(Records from a collection)

* START *

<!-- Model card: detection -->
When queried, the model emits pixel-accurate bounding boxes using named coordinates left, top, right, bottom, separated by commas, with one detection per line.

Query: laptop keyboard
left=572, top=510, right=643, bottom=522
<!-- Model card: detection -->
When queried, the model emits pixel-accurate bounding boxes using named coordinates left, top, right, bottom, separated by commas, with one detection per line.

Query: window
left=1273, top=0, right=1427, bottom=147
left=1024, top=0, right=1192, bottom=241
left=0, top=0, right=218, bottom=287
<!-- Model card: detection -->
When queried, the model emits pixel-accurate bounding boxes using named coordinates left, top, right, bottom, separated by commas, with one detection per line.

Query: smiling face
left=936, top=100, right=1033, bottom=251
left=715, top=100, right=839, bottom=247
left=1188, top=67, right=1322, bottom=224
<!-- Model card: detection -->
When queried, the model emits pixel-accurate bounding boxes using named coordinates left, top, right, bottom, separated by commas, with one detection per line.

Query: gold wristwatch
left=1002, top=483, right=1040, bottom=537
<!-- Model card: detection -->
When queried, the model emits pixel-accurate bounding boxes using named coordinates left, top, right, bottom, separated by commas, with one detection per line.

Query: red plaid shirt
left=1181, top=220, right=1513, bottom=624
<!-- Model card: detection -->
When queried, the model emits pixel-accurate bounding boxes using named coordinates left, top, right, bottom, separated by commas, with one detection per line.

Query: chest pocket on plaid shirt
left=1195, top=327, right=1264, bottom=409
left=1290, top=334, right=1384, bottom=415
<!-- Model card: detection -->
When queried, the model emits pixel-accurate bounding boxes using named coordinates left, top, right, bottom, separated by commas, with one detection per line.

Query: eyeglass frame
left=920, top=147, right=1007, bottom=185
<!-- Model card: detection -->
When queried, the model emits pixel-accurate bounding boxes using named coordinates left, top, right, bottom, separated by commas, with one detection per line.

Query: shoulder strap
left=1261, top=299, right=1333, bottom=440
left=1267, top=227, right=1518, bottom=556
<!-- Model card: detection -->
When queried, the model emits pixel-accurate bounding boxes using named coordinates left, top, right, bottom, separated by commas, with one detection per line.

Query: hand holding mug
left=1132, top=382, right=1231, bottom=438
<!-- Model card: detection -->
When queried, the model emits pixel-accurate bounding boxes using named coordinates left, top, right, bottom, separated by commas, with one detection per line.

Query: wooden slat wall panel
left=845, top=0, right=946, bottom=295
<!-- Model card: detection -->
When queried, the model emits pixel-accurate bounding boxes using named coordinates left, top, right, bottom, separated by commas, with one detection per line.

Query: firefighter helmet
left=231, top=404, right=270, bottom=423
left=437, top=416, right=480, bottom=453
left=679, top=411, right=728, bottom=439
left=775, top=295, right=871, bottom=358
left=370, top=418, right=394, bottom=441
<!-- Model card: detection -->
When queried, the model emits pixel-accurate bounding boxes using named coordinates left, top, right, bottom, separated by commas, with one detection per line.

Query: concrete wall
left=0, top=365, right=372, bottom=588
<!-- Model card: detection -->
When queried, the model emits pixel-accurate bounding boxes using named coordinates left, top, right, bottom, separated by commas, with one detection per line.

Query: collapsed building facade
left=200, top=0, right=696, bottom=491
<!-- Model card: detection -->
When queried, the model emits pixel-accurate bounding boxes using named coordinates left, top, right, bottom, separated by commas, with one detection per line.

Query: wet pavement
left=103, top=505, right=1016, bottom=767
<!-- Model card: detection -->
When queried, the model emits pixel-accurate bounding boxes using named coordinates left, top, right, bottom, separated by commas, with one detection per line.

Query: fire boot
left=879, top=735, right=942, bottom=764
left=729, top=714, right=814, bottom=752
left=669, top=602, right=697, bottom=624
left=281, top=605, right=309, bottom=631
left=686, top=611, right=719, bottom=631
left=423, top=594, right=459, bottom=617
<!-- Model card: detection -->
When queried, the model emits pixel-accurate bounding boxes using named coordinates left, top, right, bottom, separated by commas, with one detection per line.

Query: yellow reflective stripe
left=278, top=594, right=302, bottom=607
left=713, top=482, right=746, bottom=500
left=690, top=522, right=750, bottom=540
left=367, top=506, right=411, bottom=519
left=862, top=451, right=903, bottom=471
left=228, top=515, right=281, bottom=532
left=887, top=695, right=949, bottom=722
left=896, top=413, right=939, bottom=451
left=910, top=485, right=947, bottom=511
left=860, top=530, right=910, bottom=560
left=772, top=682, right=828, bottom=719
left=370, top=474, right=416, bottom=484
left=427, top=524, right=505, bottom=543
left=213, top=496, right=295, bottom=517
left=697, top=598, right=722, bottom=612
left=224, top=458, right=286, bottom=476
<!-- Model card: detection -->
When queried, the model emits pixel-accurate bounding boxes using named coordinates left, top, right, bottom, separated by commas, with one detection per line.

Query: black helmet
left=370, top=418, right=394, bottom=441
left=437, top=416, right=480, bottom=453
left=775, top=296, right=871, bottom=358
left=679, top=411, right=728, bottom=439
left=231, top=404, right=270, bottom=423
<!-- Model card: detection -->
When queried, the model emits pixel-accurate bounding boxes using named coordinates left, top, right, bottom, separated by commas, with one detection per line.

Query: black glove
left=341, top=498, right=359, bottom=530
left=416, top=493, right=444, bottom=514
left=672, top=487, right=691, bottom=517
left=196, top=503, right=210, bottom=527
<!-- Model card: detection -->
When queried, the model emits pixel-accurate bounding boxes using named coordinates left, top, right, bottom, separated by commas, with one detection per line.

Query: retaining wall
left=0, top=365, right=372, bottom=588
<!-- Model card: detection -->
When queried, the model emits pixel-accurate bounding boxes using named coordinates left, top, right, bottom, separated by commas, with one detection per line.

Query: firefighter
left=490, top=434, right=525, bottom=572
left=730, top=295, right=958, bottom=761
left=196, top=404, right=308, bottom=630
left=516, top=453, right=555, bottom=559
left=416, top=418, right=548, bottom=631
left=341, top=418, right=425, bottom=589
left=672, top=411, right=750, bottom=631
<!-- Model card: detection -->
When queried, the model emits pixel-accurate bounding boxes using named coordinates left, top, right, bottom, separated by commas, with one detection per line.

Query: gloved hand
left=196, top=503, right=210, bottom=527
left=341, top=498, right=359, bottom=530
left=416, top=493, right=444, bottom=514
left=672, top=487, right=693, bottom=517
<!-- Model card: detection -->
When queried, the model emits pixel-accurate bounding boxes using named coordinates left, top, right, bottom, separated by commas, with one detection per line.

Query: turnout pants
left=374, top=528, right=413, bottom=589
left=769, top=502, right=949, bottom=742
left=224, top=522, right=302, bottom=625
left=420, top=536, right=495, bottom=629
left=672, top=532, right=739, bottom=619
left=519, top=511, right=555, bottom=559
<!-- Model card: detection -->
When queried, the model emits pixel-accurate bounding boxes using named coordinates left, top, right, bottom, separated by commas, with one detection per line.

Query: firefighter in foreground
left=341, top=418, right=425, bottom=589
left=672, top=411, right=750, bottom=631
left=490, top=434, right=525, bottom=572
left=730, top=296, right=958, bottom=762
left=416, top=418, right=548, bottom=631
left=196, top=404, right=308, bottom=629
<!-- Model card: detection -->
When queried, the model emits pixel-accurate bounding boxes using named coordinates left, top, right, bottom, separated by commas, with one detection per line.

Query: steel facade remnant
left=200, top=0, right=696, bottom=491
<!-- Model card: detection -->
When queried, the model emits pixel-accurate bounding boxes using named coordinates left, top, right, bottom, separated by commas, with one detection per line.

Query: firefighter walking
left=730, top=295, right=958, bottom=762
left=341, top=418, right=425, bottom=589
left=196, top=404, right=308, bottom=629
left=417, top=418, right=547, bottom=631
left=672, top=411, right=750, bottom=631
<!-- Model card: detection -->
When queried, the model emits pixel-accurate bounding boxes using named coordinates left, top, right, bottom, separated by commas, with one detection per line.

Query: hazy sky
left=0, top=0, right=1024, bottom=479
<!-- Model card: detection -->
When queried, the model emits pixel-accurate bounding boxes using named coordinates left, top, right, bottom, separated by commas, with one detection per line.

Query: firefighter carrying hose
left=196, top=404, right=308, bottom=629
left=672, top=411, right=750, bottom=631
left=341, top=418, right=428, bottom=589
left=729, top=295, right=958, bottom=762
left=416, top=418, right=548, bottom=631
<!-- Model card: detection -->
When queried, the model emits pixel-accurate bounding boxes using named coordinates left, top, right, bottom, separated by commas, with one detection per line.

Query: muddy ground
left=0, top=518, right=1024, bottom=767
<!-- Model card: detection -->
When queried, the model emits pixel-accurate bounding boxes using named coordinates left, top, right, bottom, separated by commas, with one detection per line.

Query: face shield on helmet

* END *

Return every line of the rows above that contains the string "firefighter". Matching is case-sensitive.

● WRITTEN SOLUTION:
Query: firefighter helmet
Query: firefighter
Query: firefighter in foreground
Query: firefighter walking
Query: firefighter carrying hose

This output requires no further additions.